**Document excerpt**
________________________________________

So this is really important, because you can have Oracle configure to set any particular port that is required from an Oracle standpoint, you can vary it, so you have different applications connecting in to your Oracle server. Because of that, we have the component monitor set up to allow you to be able to configure that port number, and allow you to connect very specifically to that Oracle instance and get to that particular database that you're looking to communicate with.
Mhmm, exactly. You've got the query, again, you'd think it was the hardest part, it's actually the easiest part of this whole process, and then you've got the destination type. Are you connecting to a service or a SID?
Which is very specific to Oracle, and if you don't know the answer to this, check with your DBA. If you need some more help, you can easily do a search on Google, but it's just important to understand how are you supposed to connect to this database? That information is what's going to populate here.
Right. And then also you need to know the destination port name, if it is a named port.
Sorry, sorry, destination point name. Destination point name, thank you.
Yeah, yeah, I know. And then, finally, the driver type. This takes us back to what did you install on the polling engine?
What is the driver that you're using?
And you want to make sure that you specify that particular driver that you have installed on the polling engine, so you need to specify it here. You need to have it installed, and then you need to specify it in the component monitor itself.
Excellent, so we've covered the ODBC based database monitors, we've covered the Oracle client based monitors, that leaves us with...
Microsoft SQL. So here's a template with the SQL Server User Experience Monitor here. Once again, the ODBC isn't there, so we know that it's not using that. I also see some values here, but how am I making a connection in this case?

________________________________________

**Data block**
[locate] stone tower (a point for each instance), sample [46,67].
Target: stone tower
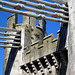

________________________________________

**Exercise tasks**
A – Decide whether each statement agrees with the database monitoring transcript, answering yes or no and quoting the words of the transcript that settle it: (i) The query is the most difficult part of setting up the monitor. (ii) Choosing between a service and a SID is specific to Oracle. (iii) The SQL Server User Experience Monitor template relies on ODBC.
B – Resume the database monitoring transcript, starting right after its final sentence.
The listing is separate material and is unrelated to the database monitoring transcript.

**Exercise responses**
A –
(i) No: "it's actually the easiest part of this whole process"
(ii) Yes: "Which is very specific to Oracle"
(iii) No: "the ODBC isn't there, so we know that it's not using that"

B –
So this is the benefit of Orion running on a Windows environment, right? We're leveraging the same mechanisms that Windows uses to call the connection to the SQL server, so when we go through your configuration in your component monitor, there's some basic stuff from a credential standpoint. You can define your port, you can use either use the default port, or you can use a static port. If we use a static port then you can define that actual port. Probably most default instances of Microsoft SQL server are going to be using 1433, but for those of you that have that configured, again, check with your DBA if you have one, or go log in to that server, check the SQL server configuration itself. You can find that port configuration. If it's using something other than 1433, you can change the port type to find that in here. I'm going to skip down first past the query, because, again, that's the simple part. You should specify your SQL server instance, so there's an instance name associated with every SQL server. You can find that in a number of different ways, and then the initial catalog, which is basically the initial database that you're connecting to when you make that query. So all of this is just configuring, effectively, what you would configure on the server itself if you were trying to make a connection to the database server through some type of client software.
Right, now, I love this one. Use Windows authentication first and then... Does that mean it's going to try one of the other, or?
Yeah, so this is going to leverage first, what are the credentials associated with the SQL server or the Windows server itself?
The Windows server itself, right.
Right, and then it's going to fall back to SQL authentication, so it's important that you're configuring your credentials for monitoring effectively to be able to leverage those.
Right, so you want to make sure, again, there's our SQL service credentials. If that's the one that you use to connect to the database directly, which, honestly, is recommended.
It's what you should be doing.
What you should be doing, then that's the way you want to connect.
But we recognize, not everyone is always doing the standard practice, so you can configure this as you need to, to ensure that you can connect to whatever your instance is configured for.
Right, so if you're using regular domain credentials to connect to the database, that's when you would use this check mark, is to say, try my Windows credentials, and if that doesn't work, now fall back to... Otherwise, we presume that you're using the SQL server credentials initially, because that's technically the right way, the best way to do it.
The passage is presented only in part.